Задание 1 —
Ответьте на вопросы по тексту о фестивале Lendoc:
(a) В каком городе и в какие даты проходил фестиваль?
(b) Кто вручает грамоты победителям, согласно подписи?
(c) Что доносчик назвал причиной так называемой «русофобии»?
Задание 2 — Выведите без изменений отрывок из текста о фестивале Lendoc. Начните со слов «За три дня до» и закончите словами «фестиваля не последовало.».
Задание 3 —
Определите, согласуется ли каждое утверждение с текстом о фестивале Lendoc. Ответьте «да» или «нет» и приведите решающие слова текста в точной цитате.
(a) Фильм Светланы Стасенко сняли с программы, объяснив причины.
(b) Организаторы фестиваля не дали официальных разъяснений случившегося.
(c) По словам Светланы, она не писала посты, на которые сослался доносчик.

Текст для упражнения —

------------------------------------

Ссылки для упрощенного доступа

"Если потерять себя, то дальше что?" Возможно ли честное документальное кино в сегодняшней России


Сенатор от Тывы Дина Оюн вручает победителям грамоты "за сохранение традиций сарлыководства"
Сенатор от Тывы Дина Оюн вручает победителям грамоты "за сохранение традиций сарлыководства"

За три дня до начала V Международного кинофестиваля Lendoc, который проходил в Петербурге 23–27 августа, режиссер-документалист Светлана Стасенко узнала, что ее фильм снят с программы без объяснения причин. Позднее стало известно об анонимном доносе. Автор анонимки утверждал, что "на победу в конкурсе от Минкульта претендует фильм ярой русофобки Светланы Стасенко". Причиной же так называемой "русофобии" доносчик назвал некие посты в фейсбуке, которые Светлана, по ее словам, не писала. Официальных разъяснений случившегося от организаторов фестиваля не последовало.

Текст: "Окно"

------------------------------------

Фрагмент набора данных —
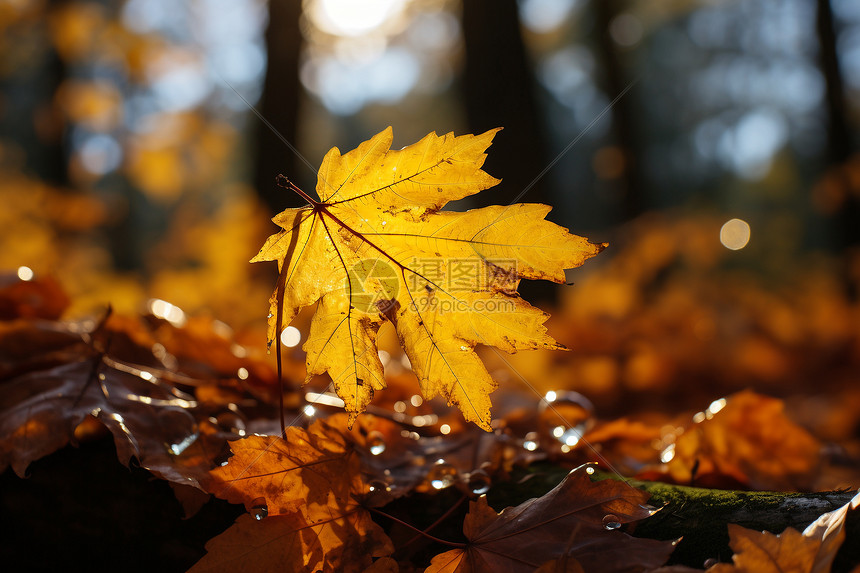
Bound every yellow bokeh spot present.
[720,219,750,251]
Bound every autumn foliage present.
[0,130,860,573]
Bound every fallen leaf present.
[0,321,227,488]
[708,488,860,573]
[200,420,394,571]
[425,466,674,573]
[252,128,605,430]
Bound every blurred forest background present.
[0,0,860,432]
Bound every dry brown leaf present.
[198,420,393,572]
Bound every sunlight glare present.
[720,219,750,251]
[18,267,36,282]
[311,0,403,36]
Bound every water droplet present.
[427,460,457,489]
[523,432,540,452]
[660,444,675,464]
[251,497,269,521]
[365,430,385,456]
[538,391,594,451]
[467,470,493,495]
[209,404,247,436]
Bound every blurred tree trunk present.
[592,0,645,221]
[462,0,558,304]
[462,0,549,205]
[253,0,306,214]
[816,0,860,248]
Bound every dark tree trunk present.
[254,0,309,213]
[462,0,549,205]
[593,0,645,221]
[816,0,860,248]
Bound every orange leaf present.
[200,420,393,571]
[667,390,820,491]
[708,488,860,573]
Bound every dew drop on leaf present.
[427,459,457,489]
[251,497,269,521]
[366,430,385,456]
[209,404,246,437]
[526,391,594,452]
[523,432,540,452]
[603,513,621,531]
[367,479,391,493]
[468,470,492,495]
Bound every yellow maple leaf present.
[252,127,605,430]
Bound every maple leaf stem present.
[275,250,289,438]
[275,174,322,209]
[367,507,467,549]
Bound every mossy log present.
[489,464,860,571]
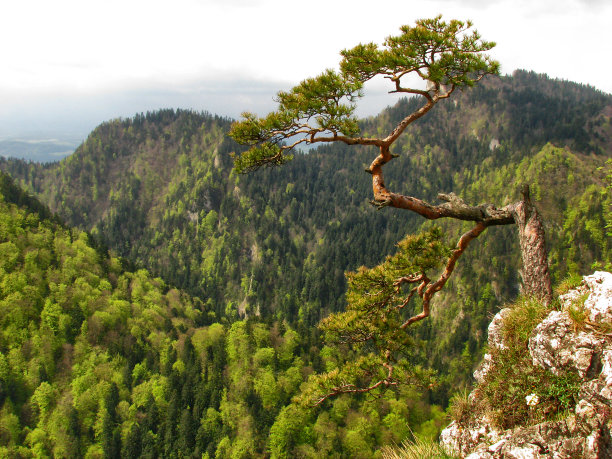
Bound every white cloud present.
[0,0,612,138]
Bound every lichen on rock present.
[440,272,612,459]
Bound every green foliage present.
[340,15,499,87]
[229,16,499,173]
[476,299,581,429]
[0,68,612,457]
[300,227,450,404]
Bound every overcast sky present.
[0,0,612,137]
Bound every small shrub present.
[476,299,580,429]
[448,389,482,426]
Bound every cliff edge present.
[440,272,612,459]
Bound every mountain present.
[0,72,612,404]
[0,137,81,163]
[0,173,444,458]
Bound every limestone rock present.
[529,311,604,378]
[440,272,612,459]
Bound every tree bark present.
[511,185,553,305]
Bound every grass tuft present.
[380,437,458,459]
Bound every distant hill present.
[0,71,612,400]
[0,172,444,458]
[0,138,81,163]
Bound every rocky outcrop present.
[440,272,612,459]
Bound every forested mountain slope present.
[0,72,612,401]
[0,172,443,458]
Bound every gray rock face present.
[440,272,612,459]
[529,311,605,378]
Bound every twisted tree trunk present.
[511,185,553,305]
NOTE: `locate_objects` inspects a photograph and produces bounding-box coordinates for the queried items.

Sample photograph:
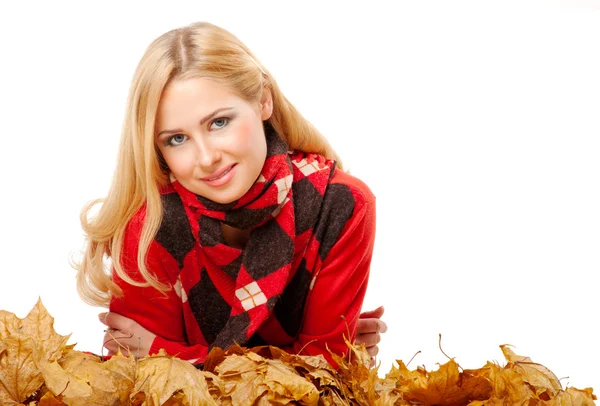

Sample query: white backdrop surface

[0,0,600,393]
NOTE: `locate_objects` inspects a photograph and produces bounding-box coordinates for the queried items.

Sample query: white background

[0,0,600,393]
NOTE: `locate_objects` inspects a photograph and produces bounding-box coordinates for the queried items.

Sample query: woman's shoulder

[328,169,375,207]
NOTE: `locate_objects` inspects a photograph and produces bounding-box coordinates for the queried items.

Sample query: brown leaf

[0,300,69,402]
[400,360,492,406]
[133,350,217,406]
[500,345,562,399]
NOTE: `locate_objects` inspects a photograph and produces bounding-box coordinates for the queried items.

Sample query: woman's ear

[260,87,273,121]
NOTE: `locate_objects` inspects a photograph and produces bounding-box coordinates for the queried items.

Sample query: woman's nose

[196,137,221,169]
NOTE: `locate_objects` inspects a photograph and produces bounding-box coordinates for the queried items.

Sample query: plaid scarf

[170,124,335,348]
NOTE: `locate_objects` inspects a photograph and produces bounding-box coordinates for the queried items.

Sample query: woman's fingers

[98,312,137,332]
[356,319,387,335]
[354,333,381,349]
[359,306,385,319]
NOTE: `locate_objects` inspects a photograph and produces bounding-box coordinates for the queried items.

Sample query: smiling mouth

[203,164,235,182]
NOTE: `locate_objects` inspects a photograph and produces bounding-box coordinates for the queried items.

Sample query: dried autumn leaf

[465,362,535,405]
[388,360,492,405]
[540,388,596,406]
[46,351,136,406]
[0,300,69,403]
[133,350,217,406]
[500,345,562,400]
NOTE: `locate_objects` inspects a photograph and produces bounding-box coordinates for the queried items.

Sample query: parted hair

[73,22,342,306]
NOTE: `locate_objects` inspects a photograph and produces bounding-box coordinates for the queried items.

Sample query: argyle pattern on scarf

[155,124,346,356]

------------------------------------

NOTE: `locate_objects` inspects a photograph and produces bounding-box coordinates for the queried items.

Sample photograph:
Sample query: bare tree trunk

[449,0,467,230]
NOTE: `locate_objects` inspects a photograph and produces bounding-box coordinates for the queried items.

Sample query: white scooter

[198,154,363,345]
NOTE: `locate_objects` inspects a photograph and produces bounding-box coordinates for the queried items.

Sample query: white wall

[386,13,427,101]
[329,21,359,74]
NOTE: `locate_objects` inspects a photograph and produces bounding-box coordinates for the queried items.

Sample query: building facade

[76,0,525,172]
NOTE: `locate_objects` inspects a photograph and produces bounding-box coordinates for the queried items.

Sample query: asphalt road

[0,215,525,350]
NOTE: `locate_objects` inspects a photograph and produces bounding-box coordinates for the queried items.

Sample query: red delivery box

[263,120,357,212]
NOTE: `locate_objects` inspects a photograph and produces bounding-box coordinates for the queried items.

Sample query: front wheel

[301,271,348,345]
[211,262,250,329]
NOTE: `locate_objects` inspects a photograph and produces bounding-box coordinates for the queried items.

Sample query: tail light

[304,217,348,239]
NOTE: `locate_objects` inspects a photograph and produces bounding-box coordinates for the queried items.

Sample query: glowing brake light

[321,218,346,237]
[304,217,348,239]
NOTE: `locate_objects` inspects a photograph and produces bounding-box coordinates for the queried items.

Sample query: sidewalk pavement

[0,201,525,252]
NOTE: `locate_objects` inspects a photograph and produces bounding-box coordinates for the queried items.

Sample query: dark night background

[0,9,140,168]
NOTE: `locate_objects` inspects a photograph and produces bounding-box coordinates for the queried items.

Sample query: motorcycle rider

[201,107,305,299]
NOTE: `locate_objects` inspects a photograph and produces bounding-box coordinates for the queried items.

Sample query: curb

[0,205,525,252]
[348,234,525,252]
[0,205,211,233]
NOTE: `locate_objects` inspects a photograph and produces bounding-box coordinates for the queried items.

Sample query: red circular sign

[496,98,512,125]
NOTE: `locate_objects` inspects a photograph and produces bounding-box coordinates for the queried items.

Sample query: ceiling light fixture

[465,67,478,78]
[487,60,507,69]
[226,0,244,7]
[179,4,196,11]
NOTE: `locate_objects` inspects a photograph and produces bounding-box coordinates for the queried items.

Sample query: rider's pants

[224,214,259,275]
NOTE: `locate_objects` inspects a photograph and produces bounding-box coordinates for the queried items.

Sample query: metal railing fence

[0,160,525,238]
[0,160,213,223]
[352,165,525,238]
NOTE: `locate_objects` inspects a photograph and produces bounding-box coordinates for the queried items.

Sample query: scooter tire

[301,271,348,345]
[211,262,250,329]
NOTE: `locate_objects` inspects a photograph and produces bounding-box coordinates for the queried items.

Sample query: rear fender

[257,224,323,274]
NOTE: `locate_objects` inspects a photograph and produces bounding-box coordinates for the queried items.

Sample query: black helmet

------------------------------------

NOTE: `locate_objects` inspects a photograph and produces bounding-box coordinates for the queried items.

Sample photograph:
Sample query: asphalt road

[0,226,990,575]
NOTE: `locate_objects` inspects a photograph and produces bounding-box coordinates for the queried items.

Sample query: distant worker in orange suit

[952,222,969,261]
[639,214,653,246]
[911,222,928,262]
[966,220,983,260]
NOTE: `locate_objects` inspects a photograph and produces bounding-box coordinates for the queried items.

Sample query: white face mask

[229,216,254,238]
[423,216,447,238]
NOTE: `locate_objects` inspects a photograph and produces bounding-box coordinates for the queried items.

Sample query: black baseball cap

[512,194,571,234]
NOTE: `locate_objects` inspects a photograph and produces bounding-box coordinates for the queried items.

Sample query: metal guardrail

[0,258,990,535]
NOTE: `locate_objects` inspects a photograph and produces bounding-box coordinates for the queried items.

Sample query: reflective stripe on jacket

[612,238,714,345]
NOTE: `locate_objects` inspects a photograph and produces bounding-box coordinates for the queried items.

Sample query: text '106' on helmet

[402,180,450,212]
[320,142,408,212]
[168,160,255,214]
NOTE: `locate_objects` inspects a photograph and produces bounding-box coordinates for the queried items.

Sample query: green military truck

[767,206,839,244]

------------------------------------

Ответ 1 —
(a) В Петербурге, 23–27 августа.
(b) Сенатор от Тывы Дина Оюн.
(c) Некие посты в фейсбуке.

Ответ 2 —
За три дня до начала V Международного кинофестиваля Lendoc, который проходил в Петербурге 23–27 августа, режиссер-документалист Светлана Стасенко узнала, что ее фильм снят с программы без объяснения причин. Позднее стало известно об анонимном доносе. Автор анонимки утверждал, что "на победу в конкурсе от Минкульта претендует фильм ярой русофобки Светланы Стасенко". Причиной же так называемой "русофобии" доносчик назвал некие посты в фейсбуке, которые Светлана, по ее словам, не писала. Официальных разъяснений случившегося от организаторов фестиваля не последовало.

Ответ 3 —
(a) Нет: «снят с программы без объяснения причин».
(b) Да: «Официальных разъяснений случившегося от организаторов фестиваля не последовало».
(c) Да: «которые Светлана, по ее словам, не писала».